▶ **DATA PROVIDED**

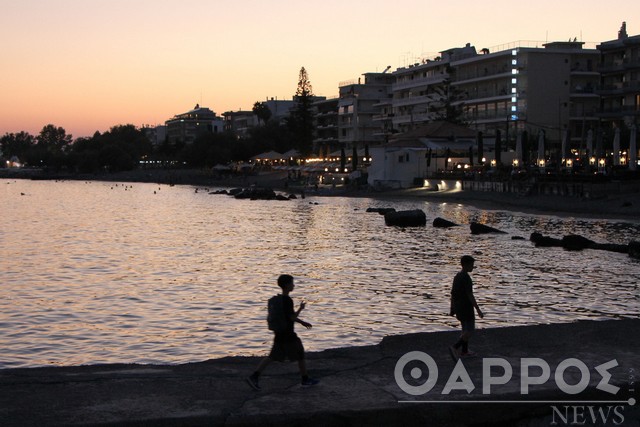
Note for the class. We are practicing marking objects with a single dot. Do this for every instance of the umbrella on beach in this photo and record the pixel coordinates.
(540, 146)
(354, 157)
(498, 147)
(519, 147)
(565, 143)
(480, 148)
(616, 147)
(633, 149)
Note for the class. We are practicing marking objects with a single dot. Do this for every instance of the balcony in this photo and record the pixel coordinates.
(481, 77)
(631, 63)
(424, 81)
(413, 100)
(619, 112)
(611, 67)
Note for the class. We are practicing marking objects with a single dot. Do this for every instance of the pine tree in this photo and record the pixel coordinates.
(301, 117)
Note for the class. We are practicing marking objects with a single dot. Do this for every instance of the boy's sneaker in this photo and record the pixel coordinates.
(253, 382)
(309, 382)
(454, 353)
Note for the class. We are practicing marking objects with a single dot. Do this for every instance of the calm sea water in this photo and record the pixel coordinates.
(96, 272)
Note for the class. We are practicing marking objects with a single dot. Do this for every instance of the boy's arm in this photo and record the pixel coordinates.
(297, 313)
(475, 304)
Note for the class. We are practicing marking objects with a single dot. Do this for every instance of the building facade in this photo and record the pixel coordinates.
(326, 127)
(186, 127)
(549, 87)
(620, 80)
(358, 108)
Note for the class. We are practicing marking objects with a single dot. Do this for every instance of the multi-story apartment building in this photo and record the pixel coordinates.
(620, 85)
(358, 105)
(187, 126)
(549, 87)
(239, 122)
(326, 127)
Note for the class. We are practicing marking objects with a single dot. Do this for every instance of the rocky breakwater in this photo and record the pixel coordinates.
(573, 242)
(256, 193)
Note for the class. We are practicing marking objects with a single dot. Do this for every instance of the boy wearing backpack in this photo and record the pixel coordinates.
(286, 344)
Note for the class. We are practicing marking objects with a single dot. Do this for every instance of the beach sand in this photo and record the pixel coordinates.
(618, 205)
(621, 204)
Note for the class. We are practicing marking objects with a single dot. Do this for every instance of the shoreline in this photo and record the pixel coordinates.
(622, 205)
(358, 385)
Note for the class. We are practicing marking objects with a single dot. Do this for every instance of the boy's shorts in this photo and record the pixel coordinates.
(468, 325)
(291, 349)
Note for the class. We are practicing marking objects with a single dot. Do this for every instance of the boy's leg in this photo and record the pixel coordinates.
(263, 364)
(253, 378)
(302, 365)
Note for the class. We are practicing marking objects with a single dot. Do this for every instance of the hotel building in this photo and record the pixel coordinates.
(186, 127)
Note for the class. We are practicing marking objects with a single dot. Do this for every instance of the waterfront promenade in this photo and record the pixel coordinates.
(624, 203)
(357, 388)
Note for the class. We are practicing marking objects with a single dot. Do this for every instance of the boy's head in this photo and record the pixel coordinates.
(467, 262)
(285, 281)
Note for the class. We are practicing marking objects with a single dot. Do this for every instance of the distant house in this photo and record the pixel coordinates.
(187, 126)
(419, 153)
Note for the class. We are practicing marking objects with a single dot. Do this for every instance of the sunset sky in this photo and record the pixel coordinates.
(88, 65)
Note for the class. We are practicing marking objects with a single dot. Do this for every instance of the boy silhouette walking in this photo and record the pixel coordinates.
(286, 343)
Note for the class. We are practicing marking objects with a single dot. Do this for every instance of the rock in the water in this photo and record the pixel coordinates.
(544, 241)
(477, 228)
(381, 211)
(634, 249)
(412, 218)
(611, 247)
(573, 242)
(443, 223)
(256, 193)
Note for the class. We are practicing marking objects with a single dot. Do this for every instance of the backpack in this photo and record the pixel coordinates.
(276, 319)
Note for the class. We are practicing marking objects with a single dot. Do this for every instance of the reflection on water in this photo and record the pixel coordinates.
(102, 273)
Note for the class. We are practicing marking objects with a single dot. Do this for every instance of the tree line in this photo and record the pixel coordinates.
(123, 147)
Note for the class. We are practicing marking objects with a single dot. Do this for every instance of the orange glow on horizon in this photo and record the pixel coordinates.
(88, 66)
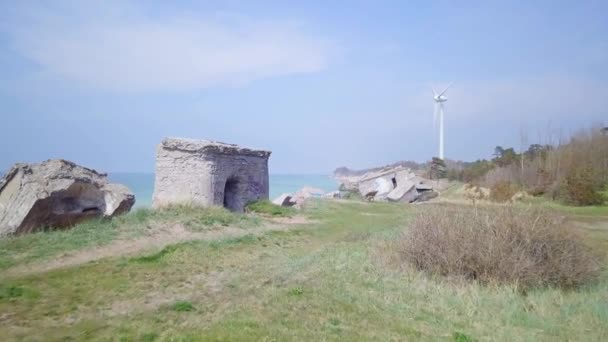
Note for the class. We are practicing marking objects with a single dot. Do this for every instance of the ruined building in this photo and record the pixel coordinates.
(206, 173)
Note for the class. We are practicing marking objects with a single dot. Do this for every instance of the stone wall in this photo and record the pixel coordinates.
(206, 173)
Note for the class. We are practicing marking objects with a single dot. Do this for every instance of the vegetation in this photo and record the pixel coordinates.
(44, 245)
(574, 172)
(502, 191)
(332, 279)
(268, 208)
(526, 248)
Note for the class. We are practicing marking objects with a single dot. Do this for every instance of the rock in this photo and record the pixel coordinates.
(427, 195)
(55, 194)
(305, 193)
(208, 173)
(284, 200)
(333, 194)
(421, 187)
(399, 193)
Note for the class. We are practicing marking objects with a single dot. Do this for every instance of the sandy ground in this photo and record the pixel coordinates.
(156, 240)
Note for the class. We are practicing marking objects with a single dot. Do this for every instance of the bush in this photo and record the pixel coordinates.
(580, 188)
(497, 245)
(502, 192)
(269, 208)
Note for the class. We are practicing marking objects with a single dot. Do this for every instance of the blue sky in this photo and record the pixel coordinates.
(321, 84)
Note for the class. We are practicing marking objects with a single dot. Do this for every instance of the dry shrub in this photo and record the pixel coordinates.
(580, 188)
(502, 191)
(528, 248)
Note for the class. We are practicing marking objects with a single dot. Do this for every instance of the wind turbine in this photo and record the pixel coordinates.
(439, 100)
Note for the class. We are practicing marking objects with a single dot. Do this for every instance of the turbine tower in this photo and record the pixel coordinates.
(439, 99)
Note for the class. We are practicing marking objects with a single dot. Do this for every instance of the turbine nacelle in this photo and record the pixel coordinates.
(440, 98)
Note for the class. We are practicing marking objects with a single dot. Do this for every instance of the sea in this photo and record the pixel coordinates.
(142, 184)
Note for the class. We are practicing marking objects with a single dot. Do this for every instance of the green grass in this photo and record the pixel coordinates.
(45, 245)
(581, 211)
(323, 281)
(269, 208)
(182, 306)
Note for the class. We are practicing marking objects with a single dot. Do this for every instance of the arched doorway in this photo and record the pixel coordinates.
(232, 199)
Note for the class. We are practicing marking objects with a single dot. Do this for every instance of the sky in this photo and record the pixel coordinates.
(322, 84)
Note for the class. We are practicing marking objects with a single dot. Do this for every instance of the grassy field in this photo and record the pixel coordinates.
(323, 279)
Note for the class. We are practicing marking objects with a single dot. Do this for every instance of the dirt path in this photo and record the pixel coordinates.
(156, 240)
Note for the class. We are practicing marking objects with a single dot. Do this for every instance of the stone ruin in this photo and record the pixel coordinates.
(394, 184)
(208, 173)
(56, 194)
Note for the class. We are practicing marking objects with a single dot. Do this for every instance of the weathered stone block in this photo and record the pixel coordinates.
(209, 173)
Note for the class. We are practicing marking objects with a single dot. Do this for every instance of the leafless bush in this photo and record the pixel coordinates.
(528, 248)
(502, 191)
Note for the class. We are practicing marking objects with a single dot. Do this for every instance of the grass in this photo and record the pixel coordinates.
(268, 208)
(324, 281)
(45, 245)
(182, 306)
(498, 244)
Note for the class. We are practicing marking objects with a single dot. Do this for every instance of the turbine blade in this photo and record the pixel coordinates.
(446, 88)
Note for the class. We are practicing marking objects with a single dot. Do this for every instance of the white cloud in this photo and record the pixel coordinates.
(123, 49)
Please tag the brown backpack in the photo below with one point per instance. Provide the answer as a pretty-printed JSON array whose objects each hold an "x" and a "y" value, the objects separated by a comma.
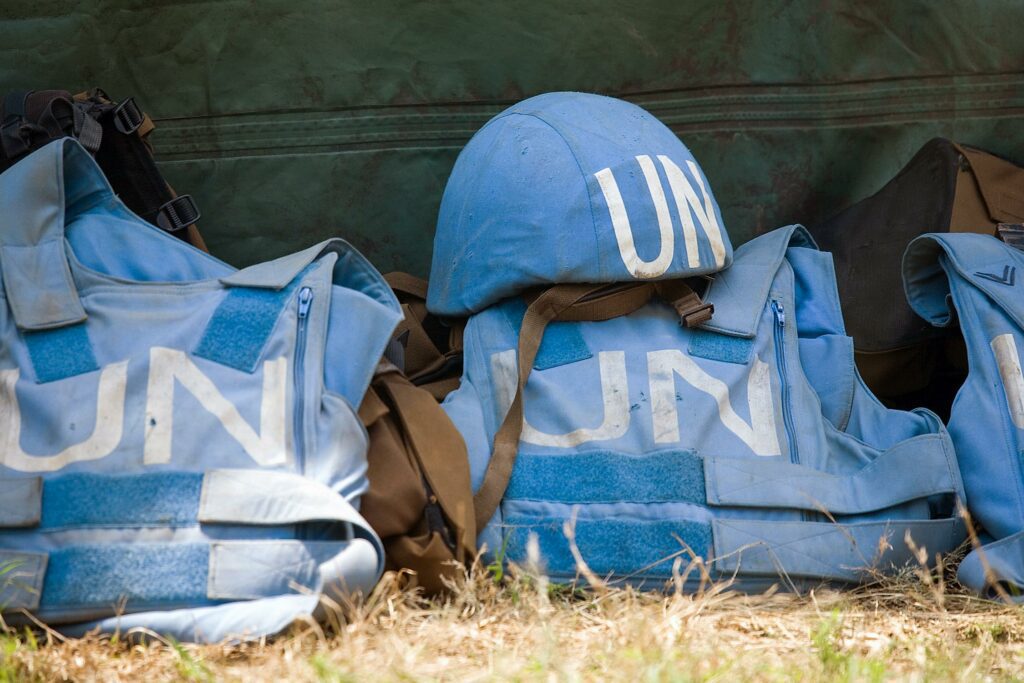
[
  {"x": 946, "y": 187},
  {"x": 420, "y": 501}
]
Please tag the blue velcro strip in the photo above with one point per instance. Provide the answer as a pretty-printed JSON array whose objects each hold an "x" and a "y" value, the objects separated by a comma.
[
  {"x": 159, "y": 499},
  {"x": 239, "y": 329},
  {"x": 608, "y": 477},
  {"x": 562, "y": 342},
  {"x": 610, "y": 546},
  {"x": 561, "y": 345},
  {"x": 60, "y": 353},
  {"x": 142, "y": 573},
  {"x": 720, "y": 347}
]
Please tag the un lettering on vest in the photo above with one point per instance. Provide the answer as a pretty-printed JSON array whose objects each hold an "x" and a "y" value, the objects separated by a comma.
[
  {"x": 169, "y": 369},
  {"x": 688, "y": 206},
  {"x": 664, "y": 368}
]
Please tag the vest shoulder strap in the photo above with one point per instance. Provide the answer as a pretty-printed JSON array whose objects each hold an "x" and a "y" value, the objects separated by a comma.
[
  {"x": 569, "y": 303},
  {"x": 982, "y": 261},
  {"x": 739, "y": 293}
]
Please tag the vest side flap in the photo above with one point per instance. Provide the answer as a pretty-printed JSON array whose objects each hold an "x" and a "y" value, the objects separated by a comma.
[
  {"x": 983, "y": 261},
  {"x": 739, "y": 292},
  {"x": 37, "y": 280}
]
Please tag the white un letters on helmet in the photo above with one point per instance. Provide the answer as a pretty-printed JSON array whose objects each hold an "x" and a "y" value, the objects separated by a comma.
[{"x": 687, "y": 206}]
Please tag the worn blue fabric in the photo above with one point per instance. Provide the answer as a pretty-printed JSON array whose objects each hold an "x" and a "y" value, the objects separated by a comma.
[
  {"x": 976, "y": 280},
  {"x": 787, "y": 475},
  {"x": 60, "y": 353},
  {"x": 154, "y": 398},
  {"x": 570, "y": 187}
]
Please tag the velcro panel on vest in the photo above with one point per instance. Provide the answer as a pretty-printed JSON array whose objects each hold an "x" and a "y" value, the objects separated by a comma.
[
  {"x": 561, "y": 344},
  {"x": 240, "y": 328},
  {"x": 22, "y": 580},
  {"x": 608, "y": 477},
  {"x": 911, "y": 470},
  {"x": 60, "y": 353},
  {"x": 609, "y": 546},
  {"x": 740, "y": 292},
  {"x": 826, "y": 550},
  {"x": 95, "y": 578},
  {"x": 720, "y": 347},
  {"x": 164, "y": 499},
  {"x": 172, "y": 499},
  {"x": 20, "y": 503}
]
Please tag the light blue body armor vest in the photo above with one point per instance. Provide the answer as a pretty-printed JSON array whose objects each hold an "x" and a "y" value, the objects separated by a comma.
[
  {"x": 178, "y": 445},
  {"x": 750, "y": 442},
  {"x": 978, "y": 280}
]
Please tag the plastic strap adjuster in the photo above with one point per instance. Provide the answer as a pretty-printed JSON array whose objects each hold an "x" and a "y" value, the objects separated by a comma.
[
  {"x": 177, "y": 214},
  {"x": 128, "y": 117},
  {"x": 695, "y": 316}
]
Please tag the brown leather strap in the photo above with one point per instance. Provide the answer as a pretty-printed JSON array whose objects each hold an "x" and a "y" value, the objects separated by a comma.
[
  {"x": 573, "y": 303},
  {"x": 441, "y": 455},
  {"x": 999, "y": 182},
  {"x": 402, "y": 282},
  {"x": 428, "y": 361}
]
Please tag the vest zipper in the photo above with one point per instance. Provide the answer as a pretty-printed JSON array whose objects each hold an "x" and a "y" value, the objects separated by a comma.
[
  {"x": 305, "y": 301},
  {"x": 791, "y": 429}
]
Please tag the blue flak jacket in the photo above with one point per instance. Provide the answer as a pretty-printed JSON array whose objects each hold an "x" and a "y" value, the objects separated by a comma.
[
  {"x": 178, "y": 444},
  {"x": 750, "y": 442},
  {"x": 977, "y": 281}
]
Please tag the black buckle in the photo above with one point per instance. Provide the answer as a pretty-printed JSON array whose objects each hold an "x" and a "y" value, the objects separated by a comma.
[
  {"x": 12, "y": 137},
  {"x": 177, "y": 214},
  {"x": 698, "y": 315},
  {"x": 1012, "y": 233},
  {"x": 128, "y": 117}
]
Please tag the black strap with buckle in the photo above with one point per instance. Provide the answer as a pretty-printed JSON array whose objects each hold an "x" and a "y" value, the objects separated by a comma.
[
  {"x": 178, "y": 214},
  {"x": 128, "y": 117}
]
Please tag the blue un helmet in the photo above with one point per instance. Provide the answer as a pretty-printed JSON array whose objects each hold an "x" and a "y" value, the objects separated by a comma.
[{"x": 571, "y": 187}]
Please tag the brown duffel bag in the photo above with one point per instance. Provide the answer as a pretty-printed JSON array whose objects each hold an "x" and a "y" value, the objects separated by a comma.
[
  {"x": 945, "y": 187},
  {"x": 420, "y": 501}
]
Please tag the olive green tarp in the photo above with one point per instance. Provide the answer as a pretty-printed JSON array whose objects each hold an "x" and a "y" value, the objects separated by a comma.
[{"x": 293, "y": 121}]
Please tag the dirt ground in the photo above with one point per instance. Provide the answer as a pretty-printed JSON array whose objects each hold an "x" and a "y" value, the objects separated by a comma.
[{"x": 918, "y": 627}]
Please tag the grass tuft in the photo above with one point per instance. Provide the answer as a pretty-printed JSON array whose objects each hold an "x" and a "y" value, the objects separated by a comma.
[{"x": 519, "y": 627}]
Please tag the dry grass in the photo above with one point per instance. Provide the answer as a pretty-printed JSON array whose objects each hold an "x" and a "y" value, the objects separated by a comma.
[{"x": 908, "y": 628}]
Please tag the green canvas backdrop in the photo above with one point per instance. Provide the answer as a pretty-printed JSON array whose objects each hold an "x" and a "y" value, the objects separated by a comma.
[{"x": 293, "y": 121}]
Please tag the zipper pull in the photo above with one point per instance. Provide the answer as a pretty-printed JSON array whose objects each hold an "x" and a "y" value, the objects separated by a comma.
[
  {"x": 779, "y": 312},
  {"x": 305, "y": 300}
]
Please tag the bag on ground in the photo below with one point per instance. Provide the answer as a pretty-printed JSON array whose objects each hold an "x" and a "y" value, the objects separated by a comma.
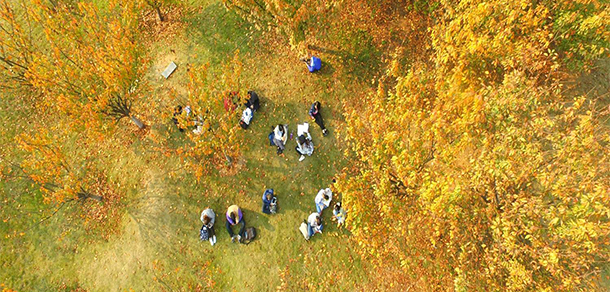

▶ **CHALLENGE**
Which lines in the rows above contain the word "head"? Copy each one in full, and treat uppercase and lowercase as different.

▶ **ANSWER IN FULL**
Note for the class. We are practicing marking objects with a single dot. Do this for every instance of the boy's head in this photo and record the pixel coordinates.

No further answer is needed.